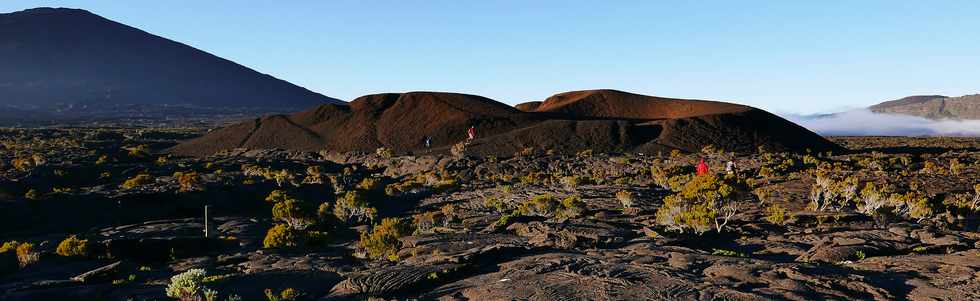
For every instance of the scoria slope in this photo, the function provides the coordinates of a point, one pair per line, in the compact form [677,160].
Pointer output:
[600,120]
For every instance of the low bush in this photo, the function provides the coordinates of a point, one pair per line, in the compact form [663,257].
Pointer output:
[283,236]
[382,242]
[353,207]
[26,254]
[137,181]
[75,247]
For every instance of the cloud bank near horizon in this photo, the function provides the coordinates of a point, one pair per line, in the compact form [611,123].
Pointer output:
[863,122]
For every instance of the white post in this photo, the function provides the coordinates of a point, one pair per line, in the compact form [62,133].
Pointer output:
[208,225]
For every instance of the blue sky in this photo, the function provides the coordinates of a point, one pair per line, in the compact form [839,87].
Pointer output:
[784,56]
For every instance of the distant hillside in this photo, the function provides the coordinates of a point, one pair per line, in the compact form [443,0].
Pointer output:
[933,107]
[73,60]
[600,120]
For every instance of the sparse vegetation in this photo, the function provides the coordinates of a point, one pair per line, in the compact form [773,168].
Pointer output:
[382,241]
[75,247]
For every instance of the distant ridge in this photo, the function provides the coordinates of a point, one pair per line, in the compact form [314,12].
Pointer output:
[933,107]
[71,59]
[601,120]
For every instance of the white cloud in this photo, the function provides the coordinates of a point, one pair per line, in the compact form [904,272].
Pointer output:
[863,122]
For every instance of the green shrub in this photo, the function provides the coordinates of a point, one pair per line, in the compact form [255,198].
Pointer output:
[282,236]
[288,294]
[625,198]
[382,242]
[777,214]
[353,207]
[26,254]
[277,196]
[189,286]
[701,202]
[541,205]
[295,213]
[189,181]
[74,247]
[137,181]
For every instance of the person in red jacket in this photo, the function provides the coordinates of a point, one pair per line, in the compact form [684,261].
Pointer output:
[702,168]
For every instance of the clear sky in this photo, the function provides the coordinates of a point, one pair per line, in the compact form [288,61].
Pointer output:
[784,56]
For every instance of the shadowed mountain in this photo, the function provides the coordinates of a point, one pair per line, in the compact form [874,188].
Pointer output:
[72,60]
[601,120]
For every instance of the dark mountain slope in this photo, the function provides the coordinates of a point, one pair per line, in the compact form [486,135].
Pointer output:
[72,58]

Exercise aim. Transcribe the records above exactly, but only from the line that contains "For every instance of the clear" through their final line, inclusive.

Response for this exercise.
For every instance of the clear sky in this photo, the function provides the coordinates of a point, one pair per line, in the compact form [288,61].
Pointer output:
[784,56]
For every instance of the shadowed mountain in this photo, the function provides the coordinates of a point, one pair per line, in the compact form [874,188].
Pointer output:
[72,60]
[601,120]
For every instance of the dark mountain slope in this photo, the function provides the coordinates of a point, one pair per line, in the compact form [486,135].
Pointer output:
[72,58]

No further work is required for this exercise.